Exercise objective |
Repeat the full listing that follows, word for word.

=== Begin Enclosure ===

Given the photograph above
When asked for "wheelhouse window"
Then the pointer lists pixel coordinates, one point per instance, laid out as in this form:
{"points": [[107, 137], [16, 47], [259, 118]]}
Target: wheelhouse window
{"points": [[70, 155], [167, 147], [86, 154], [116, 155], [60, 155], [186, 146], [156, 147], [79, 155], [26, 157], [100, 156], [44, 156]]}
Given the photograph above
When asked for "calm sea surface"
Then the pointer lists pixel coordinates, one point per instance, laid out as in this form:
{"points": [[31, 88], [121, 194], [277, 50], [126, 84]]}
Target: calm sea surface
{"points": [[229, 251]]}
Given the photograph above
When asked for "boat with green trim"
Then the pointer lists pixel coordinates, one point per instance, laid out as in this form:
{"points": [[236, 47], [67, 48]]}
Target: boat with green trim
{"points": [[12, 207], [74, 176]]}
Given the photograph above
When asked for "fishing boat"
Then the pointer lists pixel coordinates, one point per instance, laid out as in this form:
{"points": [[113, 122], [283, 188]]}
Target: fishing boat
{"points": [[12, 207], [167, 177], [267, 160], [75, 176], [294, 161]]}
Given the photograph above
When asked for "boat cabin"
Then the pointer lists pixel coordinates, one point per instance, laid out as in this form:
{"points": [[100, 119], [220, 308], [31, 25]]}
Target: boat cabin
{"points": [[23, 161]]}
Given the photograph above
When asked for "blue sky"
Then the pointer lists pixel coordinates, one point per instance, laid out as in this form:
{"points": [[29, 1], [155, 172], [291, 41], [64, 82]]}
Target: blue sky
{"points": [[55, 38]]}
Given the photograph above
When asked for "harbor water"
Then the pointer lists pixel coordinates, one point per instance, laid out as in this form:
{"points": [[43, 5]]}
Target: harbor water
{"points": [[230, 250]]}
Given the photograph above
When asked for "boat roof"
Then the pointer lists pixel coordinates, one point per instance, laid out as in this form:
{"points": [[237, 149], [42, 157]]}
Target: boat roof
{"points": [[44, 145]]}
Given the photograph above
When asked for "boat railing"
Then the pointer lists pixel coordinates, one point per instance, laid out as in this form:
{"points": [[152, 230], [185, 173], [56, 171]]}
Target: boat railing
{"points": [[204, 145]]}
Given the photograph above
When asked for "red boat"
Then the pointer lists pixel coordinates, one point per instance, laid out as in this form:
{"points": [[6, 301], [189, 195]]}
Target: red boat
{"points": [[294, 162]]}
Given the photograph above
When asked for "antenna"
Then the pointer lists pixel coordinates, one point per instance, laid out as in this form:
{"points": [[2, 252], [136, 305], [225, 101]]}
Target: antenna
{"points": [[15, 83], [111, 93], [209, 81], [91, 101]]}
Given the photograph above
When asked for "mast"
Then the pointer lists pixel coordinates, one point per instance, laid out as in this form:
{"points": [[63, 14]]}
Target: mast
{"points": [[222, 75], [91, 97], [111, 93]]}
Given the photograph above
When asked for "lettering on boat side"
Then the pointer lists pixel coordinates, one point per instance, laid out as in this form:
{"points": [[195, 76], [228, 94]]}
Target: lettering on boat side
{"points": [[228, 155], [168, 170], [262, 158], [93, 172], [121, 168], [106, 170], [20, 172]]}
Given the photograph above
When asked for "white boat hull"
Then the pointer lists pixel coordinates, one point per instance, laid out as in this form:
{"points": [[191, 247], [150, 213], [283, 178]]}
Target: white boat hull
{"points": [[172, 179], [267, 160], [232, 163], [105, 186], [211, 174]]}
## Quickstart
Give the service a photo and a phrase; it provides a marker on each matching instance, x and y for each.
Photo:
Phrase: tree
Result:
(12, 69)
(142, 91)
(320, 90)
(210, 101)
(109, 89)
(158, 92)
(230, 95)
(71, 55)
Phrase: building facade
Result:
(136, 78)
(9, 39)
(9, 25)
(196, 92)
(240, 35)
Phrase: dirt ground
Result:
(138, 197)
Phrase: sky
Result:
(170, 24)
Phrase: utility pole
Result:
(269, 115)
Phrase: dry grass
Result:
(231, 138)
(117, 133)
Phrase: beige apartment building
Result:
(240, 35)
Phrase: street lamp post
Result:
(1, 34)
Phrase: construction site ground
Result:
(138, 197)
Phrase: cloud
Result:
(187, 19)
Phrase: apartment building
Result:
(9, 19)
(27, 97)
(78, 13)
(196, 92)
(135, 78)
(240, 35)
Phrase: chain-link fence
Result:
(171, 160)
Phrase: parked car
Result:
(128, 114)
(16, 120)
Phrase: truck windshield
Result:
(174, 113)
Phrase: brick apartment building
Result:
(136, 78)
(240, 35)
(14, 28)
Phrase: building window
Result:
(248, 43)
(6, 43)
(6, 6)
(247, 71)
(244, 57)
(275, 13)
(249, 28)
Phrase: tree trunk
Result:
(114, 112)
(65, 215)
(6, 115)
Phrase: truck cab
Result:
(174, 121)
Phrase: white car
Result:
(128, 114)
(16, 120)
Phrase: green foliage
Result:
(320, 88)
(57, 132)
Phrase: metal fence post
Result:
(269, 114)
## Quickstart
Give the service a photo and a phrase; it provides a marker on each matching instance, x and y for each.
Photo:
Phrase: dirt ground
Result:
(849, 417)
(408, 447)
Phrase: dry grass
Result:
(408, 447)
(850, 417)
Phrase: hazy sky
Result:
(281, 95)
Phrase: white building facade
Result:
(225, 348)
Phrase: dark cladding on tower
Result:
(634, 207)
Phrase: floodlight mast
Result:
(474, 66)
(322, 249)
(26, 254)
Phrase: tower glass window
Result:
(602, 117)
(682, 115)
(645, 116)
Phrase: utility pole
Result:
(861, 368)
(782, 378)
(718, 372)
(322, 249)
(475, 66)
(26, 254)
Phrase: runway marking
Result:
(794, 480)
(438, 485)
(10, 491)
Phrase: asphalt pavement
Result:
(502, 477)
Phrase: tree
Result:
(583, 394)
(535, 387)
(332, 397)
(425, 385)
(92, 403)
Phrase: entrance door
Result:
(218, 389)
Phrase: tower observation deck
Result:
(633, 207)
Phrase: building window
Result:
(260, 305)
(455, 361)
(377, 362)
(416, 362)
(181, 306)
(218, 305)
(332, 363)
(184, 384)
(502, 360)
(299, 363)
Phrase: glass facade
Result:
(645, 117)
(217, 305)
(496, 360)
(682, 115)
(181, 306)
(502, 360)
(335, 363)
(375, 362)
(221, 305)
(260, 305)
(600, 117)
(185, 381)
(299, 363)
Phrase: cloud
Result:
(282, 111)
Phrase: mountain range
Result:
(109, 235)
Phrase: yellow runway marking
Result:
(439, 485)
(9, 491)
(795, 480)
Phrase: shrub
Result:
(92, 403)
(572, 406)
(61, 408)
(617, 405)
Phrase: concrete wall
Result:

=== End Enclosure ===

Your response |
Given the photograph above
When asked for "wheelhouse window"
Then the pointer lists pixel coordinates, one point per instance, laid out as in this form:
{"points": [[107, 137], [16, 47], [259, 118]]}
Target: wheelhouse window
{"points": [[70, 155], [167, 147], [86, 154], [116, 155], [60, 155], [186, 146], [156, 147], [79, 155], [26, 157], [100, 156], [44, 156]]}
Given the photograph above
When asked for "calm sea surface"
Then the pointer lists pixel coordinates, one point per instance, laid out as in this form:
{"points": [[31, 88], [121, 194], [277, 50], [126, 84]]}
Target: calm sea surface
{"points": [[229, 251]]}
Given the photograph above
When asked for "boat with green trim"
Then the pointer lists pixel coordinates, one point per instance, laid out as in this form:
{"points": [[236, 47], [67, 48]]}
Target: boat with green trim
{"points": [[12, 207], [74, 176]]}
Given the photograph above
When asked for "fishing boat"
Then the pointer lists pixel coordinates, one point per instance, laid out as in this form:
{"points": [[113, 122], [283, 188]]}
Target: fishing boat
{"points": [[12, 207], [167, 177], [267, 160], [75, 176], [294, 161]]}
Given the photograph above
When asked for "boat cabin"
Then the pointer lists pixel coordinates, one point per instance, laid out as in this form:
{"points": [[100, 119], [220, 308], [31, 25]]}
Target: boat cabin
{"points": [[23, 161]]}
Given the photograph above
When asked for "blue sky"
Then the pointer lists pixel coordinates, one point per instance, laid out as in this form:
{"points": [[29, 1], [155, 172], [291, 41], [64, 82]]}
Target: blue sky
{"points": [[55, 38]]}
Given the photograph above
When asked for "harbor water"
Then the pointer lists pixel coordinates, one point per instance, laid out as in this form:
{"points": [[43, 5]]}
Target: harbor water
{"points": [[230, 250]]}
Given the photograph above
When asked for "boat roof"
Then the pointer lists pixel coordinates, one point per instance, laid out as in this form:
{"points": [[237, 149], [42, 157]]}
Target: boat roof
{"points": [[44, 145]]}
Given the photograph above
When asked for "boat railing"
Then the pointer lists pixel coordinates, one point per instance, laid out as in this form:
{"points": [[152, 230], [185, 173], [56, 171]]}
Target: boat railing
{"points": [[204, 145]]}
Given the photograph above
When asked for "red boat"
Then the pointer lists pixel coordinates, one point per instance, laid out as in this form:
{"points": [[6, 301], [189, 195]]}
Target: red boat
{"points": [[294, 162]]}
Given the photograph above
When asked for "antenna"
Then the pointer lists pixel coordinates, one point per instance, laid out as in this form:
{"points": [[2, 252], [136, 305], [225, 101]]}
Target: antenna
{"points": [[15, 83], [111, 93], [209, 81], [91, 101]]}
Given the photograph above
When asked for "mast"
Then the pointer lists pixel coordinates, one point per instance, laid out as in this form:
{"points": [[63, 14]]}
Target: mast
{"points": [[222, 75], [91, 97], [111, 93]]}
Given the photograph above
When asked for "lettering on boat side"
Then the pointer lists pixel coordinates, one point per instance, laid out as in this form:
{"points": [[195, 76], [228, 94]]}
Target: lettering on boat side
{"points": [[228, 155], [168, 170], [262, 158], [93, 172], [121, 168], [106, 170], [20, 172]]}
Given the photograph above
When asked for "white boat hull"
Then the pointer lists pixel coordinates, one point per instance, laid out as in this form:
{"points": [[191, 247], [150, 213], [283, 178]]}
Target: white boat hull
{"points": [[172, 179], [267, 160], [232, 163], [105, 186], [211, 174]]}
## Quickstart
Give the service a photo and a phrase; it provides a marker on each matching instance, x and y for each.
Photo:
Phrase: tree
Result:
(12, 69)
(142, 91)
(320, 90)
(210, 101)
(109, 89)
(158, 92)
(230, 95)
(71, 55)
Phrase: building facade
Result:
(136, 78)
(9, 39)
(9, 25)
(196, 92)
(240, 35)
Phrase: dirt ground
Result:
(138, 197)
Phrase: sky
Result:
(170, 24)
Phrase: utility pole
Result:
(269, 115)
Phrase: dry grass
Result:
(231, 138)
(117, 133)
Phrase: beige apartment building
Result:
(240, 35)
Phrase: street lamp post
Result:
(1, 34)
Phrase: construction site ground
Result:
(138, 197)
Phrase: cloud
Result:
(187, 19)
Phrase: apartment building
Result:
(9, 19)
(27, 97)
(78, 13)
(196, 92)
(135, 78)
(240, 35)
Phrase: chain-link fence
Result:
(171, 160)
Phrase: parked car
Result:
(128, 114)
(16, 120)
Phrase: truck windshield
Result:
(174, 113)
Phrase: brick apartment building
Result:
(136, 78)
(240, 35)
(14, 28)
Phrase: building window
Result:
(248, 43)
(6, 43)
(6, 6)
(247, 71)
(244, 57)
(275, 13)
(249, 28)
Phrase: tree trunk
Result:
(114, 112)
(65, 215)
(6, 115)
Phrase: truck cab
Result:
(174, 121)
Phrase: white car
Result:
(128, 114)
(16, 120)
Phrase: green foliage
Result:
(320, 88)
(57, 132)
Phrase: metal fence post
Result:
(269, 114)
## Quickstart
Give the service a photo and a phrase; it provides a marker on each matching instance, x and y for each.
Photo:
Phrase: dirt ground
Result:
(849, 417)
(408, 447)
Phrase: dry grass
Result:
(408, 447)
(850, 417)
Phrase: hazy sky
Result:
(281, 95)
Phrase: white building facade
Result:
(225, 348)
Phrase: dark cladding on tower
Result:
(634, 207)
Phrase: floodlight mast
Result:
(474, 66)
(322, 249)
(26, 254)
Phrase: tower glass window
Result:
(602, 117)
(682, 115)
(645, 116)
Phrase: utility pole
Result:
(861, 368)
(782, 378)
(718, 372)
(322, 249)
(475, 66)
(26, 254)
Phrase: runway marking
Result:
(794, 480)
(438, 485)
(10, 491)
Phrase: asphalt pavement
Result:
(502, 477)
Phrase: tree
Result:
(583, 394)
(535, 387)
(332, 397)
(425, 385)
(92, 403)
Phrase: entrance door
Result:
(218, 389)
Phrase: tower observation deck
Result:
(633, 207)
Phrase: building window
Result:
(260, 305)
(455, 361)
(377, 362)
(416, 362)
(181, 306)
(218, 305)
(332, 363)
(184, 384)
(502, 360)
(299, 363)
Phrase: glass facade
Result:
(645, 117)
(217, 305)
(496, 360)
(682, 115)
(181, 306)
(502, 360)
(335, 363)
(375, 362)
(221, 305)
(260, 305)
(600, 117)
(185, 381)
(299, 363)
Phrase: cloud
Result:
(282, 111)
Phrase: mountain range
Result:
(109, 235)
Phrase: yellow runway marking
Result:
(439, 485)
(9, 491)
(795, 480)
Phrase: shrub
Result:
(92, 403)
(572, 406)
(61, 408)
(617, 405)
Phrase: concrete wall
Result:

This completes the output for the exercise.